Many patients report a delay of 1 - 6 years in the diagnosis of their cluster headaches. Migraine-like symptoms (light and sound sensitivity, aura, nausea, vomiting) are major reasons for the frequent misdiagnosis by primary care doctors. In some cases, patients are inappropriately treated for other types of headaches or health conditions (including having sinus surgery).
Medical and Personal History
Cluster headache is diagnosed by medical history, including the pattern of recurrent attacks, and by typical symptoms (swollen eyelid, watery eye, runny nose). Keeping a headache diary to record a description of attacks can help the doctor make an accurate diagnosis. The patient should describe to the doctor:
- Frequency of attacks (if keeping a diary, record the date and time of each attack)
- Description of pain (stabbing, throbbing)

◆ Point-per-instance localization data:
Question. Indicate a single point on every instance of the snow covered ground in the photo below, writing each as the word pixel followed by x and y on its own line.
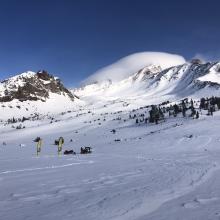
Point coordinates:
pixel 165 171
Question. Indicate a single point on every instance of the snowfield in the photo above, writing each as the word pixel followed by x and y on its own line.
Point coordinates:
pixel 165 171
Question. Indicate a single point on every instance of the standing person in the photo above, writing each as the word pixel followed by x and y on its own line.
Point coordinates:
pixel 38 140
pixel 60 145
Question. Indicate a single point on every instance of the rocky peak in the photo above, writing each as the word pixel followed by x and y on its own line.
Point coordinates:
pixel 32 86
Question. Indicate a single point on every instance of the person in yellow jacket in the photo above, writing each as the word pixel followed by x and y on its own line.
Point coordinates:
pixel 60 144
pixel 38 140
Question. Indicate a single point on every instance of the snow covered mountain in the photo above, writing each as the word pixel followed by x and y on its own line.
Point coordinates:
pixel 30 93
pixel 32 86
pixel 138 168
pixel 153 84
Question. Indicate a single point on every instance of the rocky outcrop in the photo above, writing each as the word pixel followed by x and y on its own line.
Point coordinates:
pixel 32 86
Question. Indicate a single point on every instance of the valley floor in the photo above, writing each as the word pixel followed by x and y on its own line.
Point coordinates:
pixel 166 171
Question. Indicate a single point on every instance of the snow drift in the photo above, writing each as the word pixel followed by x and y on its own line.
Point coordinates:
pixel 127 66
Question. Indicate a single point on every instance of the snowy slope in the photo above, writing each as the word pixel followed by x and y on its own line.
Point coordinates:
pixel 127 66
pixel 154 85
pixel 29 93
pixel 140 172
pixel 153 169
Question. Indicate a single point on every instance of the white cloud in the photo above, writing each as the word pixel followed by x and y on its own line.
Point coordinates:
pixel 127 66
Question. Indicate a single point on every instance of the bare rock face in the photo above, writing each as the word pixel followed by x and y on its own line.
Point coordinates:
pixel 32 86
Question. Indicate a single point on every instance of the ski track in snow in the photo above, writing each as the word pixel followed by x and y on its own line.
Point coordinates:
pixel 150 167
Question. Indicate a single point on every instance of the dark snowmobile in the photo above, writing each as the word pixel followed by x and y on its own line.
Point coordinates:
pixel 86 150
pixel 66 152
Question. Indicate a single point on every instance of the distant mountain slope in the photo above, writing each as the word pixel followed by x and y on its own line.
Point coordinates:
pixel 32 86
pixel 33 93
pixel 153 84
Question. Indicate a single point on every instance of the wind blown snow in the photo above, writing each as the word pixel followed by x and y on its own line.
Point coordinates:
pixel 128 65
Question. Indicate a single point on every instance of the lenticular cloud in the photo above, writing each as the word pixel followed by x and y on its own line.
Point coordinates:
pixel 127 66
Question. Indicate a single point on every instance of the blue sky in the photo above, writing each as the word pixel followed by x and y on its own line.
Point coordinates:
pixel 74 38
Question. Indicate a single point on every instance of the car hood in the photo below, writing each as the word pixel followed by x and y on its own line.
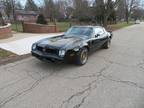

◆ Exercises to complete:
- 1) Write out the part of the cluster headache passage that opens with the words containing "Many patients report" and closes with "pain (stabbing, throbbing)".
- 2) Resume the cluster headache passage after its last sentence.
The listing has no connection to the cluster headache passage.

◆ Task-by-task outputs:
- 1)
Many patients report a delay of 1 - 6 years in the diagnosis of their cluster headaches. Migraine-like symptoms (light and sound sensitivity, aura, nausea, vomiting) are major reasons for the frequent misdiagnosis by primary care doctors. In some cases, patients are inappropriately treated for other types of headaches or health conditions (including having sinus surgery).
Medical and Personal History
Cluster headache is diagnosed by medical history, including the pattern of recurrent attacks, and by typical symptoms (swollen eyelid, watery eye, runny nose). Keeping a headache diary to record a description of attacks can help the doctor make an accurate diagnosis. The patient should describe to the doctor:
- Frequency of attacks (if keeping a diary, record the date and time of each attack)
- Description of pain (stabbing, throbbing)

- 2)
- Location of pain
- Duration of pain
- Intensity of pain (using a number scale like the one below)
- Associated symptoms (tearing eyes, nausea and vomiting, sweating)
- Any measures that bring relief (applying pressure, going out for fresh air)
- Any events that preceded or may have triggered the attack
- Any medications you are taking
- Behaviors during a headache (restlessness, agitation)
- Snoring, sleep disturbances, or daytime sleepiness (these could relate to sleep apnea, which is sometimes associated with cluster headache)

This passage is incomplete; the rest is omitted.